* _Exercise text_
##############################

NCSC convening strengthens network of court DEI professionals

NCSC convening strengthens network of court DEI professionals

May 8, 2024 -- State courts are working to better understand the diverse communities they serve.DEI convening 2024

The Second National Convening of Court Diversity, Equity, and Inclusion (DEI) Professionals brought together court DEI officers, judges, administrators, human resource managers, and others to discuss strategies to overcome bias, improve fairness, and strengthen equal access to justice.

"Courts nationwide recognize the need to respect the diverse communities they serve," said Edwin Bell, NCSC’s Director of Racial Justice, Equity, and Inclusion. "True inclusion goes beyond access. It's about fostering an environment where everyone feels welcome, respected, and has their voices heard."

Learning and sharing

Supported by the State Justice Institute and the National Center for State Courts as part of the national Blueprint for Racial Justice initiative, the convening focused on how courts can improve their understanding of the unique experiences and varied backgrounds of people in their communities to implement effective change.

##############################

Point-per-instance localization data
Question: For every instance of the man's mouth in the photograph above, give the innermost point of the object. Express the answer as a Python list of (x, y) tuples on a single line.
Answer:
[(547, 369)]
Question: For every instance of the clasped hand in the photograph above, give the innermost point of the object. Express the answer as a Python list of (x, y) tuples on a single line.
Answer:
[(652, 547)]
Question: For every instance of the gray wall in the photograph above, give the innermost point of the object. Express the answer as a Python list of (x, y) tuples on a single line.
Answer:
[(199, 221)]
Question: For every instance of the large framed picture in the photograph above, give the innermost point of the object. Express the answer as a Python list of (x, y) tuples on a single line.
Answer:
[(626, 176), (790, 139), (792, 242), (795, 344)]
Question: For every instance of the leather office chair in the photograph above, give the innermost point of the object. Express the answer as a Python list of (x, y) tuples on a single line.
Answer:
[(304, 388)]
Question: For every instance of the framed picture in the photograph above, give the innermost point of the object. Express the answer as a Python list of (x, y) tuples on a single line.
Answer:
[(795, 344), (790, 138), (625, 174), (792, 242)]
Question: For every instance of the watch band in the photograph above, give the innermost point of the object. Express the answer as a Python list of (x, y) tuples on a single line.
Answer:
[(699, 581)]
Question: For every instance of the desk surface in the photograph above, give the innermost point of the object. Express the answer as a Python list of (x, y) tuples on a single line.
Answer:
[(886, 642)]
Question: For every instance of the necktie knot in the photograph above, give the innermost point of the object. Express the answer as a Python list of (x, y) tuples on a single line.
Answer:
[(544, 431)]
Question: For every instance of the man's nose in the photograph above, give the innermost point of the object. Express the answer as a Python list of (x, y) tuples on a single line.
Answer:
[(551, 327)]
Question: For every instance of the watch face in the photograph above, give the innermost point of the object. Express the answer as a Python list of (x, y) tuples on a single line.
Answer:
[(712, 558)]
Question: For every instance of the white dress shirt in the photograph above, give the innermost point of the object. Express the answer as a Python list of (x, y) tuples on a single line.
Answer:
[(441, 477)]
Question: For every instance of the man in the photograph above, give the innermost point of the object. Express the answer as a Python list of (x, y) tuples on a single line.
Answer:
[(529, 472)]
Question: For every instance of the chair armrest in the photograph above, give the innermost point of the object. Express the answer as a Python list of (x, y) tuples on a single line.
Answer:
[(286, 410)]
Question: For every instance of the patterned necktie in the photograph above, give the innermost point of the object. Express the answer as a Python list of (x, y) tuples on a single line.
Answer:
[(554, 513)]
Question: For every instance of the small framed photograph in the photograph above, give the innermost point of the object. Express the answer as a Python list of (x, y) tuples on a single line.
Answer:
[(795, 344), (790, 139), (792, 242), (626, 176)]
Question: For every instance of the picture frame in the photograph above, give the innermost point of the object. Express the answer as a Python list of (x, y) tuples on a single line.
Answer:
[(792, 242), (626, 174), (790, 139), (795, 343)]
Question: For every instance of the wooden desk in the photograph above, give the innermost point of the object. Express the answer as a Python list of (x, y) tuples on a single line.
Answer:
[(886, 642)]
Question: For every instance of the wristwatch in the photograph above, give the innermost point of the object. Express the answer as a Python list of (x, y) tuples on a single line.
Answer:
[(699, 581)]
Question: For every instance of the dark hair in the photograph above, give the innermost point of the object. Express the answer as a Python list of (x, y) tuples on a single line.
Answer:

##############################

* _Instructions to follow_
In the article on the NCSC convening, copy word for word the passage starting with "The Second National" and going on through "access to justice.".

* _Task response_
The Second National Convening of Court Diversity, Equity, and Inclusion (DEI) Professionals brought together court DEI officers, judges, administrators, human resource managers, and others to discuss strategies to overcome bias, improve fairness, and strengthen equal access to justice.